### Text

__________________________________________________

Christopher Nolans Science-Fiction-Thriller Inception, der aktuell in den Kinos läuft, macht sich zunutze, was die Menschheit von jeher fasziniert: das Träumen und seine Möglichkeit, im Schlaf in realitätsnahe und doch so bizarre und wahnwitzige Welten zu reisen. Und die Fähigkeit des Klarträumens, also das bewusste Steuern des Traums (Artikel rechts).

Was dahintersteckt, also warum wir träumen, woher Träume kommen und welche Funktion sie eigentlich haben, beantwortet der Film freilich nicht. Und auch die Wissenschaft hat noch keine klaren Antworten gefunden. "Es gibt viele Theorien, die experimentell abgesichert sind. Aber wirklich bewiesen ist noch nichts", sagt Gehard Klösch, Psychologe und Schlafforscher an der neurologischen Universitätsklinik Wien.

__________________________________________________

### Gespeicherte Daten
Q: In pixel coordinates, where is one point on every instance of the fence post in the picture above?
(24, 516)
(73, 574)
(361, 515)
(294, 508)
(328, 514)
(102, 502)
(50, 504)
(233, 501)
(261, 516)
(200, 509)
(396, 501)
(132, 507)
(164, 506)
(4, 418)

__________________________________________________

Gib den Text über das Träumen vollständig und wortgetreu wieder. Die Liste ist eigenständiges Material und gehört nicht zum Text.

### Ergebnis
Christopher Nolans Science-Fiction-Thriller Inception, der aktuell in den Kinos läuft, macht sich zunutze, was die Menschheit von jeher fasziniert: das Träumen und seine Möglichkeit, im Schlaf in realitätsnahe und doch so bizarre und wahnwitzige Welten zu reisen. Und die Fähigkeit des Klarträumens, also das bewusste Steuern des Traums (Artikel rechts).

Was dahintersteckt, also warum wir träumen, woher Träume kommen und welche Funktion sie eigentlich haben, beantwortet der Film freilich nicht. Und auch die Wissenschaft hat noch keine klaren Antworten gefunden. "Es gibt viele Theorien, die experimentell abgesichert sind. Aber wirklich bewiesen ist noch nichts", sagt Gehard Klösch, Psychologe und Schlafforscher an der neurologischen Universitätsklinik Wien.